### [Problem description]
Every record must be copied exactly.

### [Data under study]
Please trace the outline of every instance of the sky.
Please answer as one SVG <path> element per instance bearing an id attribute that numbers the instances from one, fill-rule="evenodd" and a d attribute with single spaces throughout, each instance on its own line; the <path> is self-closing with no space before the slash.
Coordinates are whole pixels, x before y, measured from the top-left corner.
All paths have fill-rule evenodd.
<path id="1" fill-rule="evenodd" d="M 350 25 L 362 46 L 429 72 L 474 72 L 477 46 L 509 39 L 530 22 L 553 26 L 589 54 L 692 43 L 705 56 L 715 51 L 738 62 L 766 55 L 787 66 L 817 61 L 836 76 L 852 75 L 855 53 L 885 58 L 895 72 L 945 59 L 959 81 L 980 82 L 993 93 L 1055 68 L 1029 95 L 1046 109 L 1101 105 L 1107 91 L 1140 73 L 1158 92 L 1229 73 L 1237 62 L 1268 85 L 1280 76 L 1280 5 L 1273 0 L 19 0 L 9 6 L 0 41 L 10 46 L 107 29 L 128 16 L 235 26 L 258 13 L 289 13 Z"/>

### [Problem solution]
Please trace the outline of every instance of the sky.
Please answer as one SVG <path> element per instance bearing an id attribute that numbers the instances from one, fill-rule="evenodd" and a d attribute with single spaces throughout, each instance on its own line; the <path> is self-closing with no space before the slash.
Coordinates are whole pixels, x before y, measured from the top-left corner.
All paths have fill-rule evenodd.
<path id="1" fill-rule="evenodd" d="M 350 25 L 362 46 L 429 72 L 474 72 L 477 46 L 509 39 L 530 22 L 553 26 L 589 54 L 692 43 L 705 56 L 715 51 L 738 62 L 766 55 L 787 66 L 817 61 L 836 76 L 852 75 L 855 53 L 885 58 L 895 72 L 945 59 L 959 81 L 980 82 L 993 93 L 1055 68 L 1029 95 L 1046 109 L 1101 105 L 1107 91 L 1140 73 L 1158 92 L 1229 73 L 1237 62 L 1268 85 L 1280 76 L 1280 5 L 1273 0 L 19 0 L 9 6 L 0 41 L 10 46 L 107 29 L 128 16 L 235 26 L 258 13 L 289 13 Z"/>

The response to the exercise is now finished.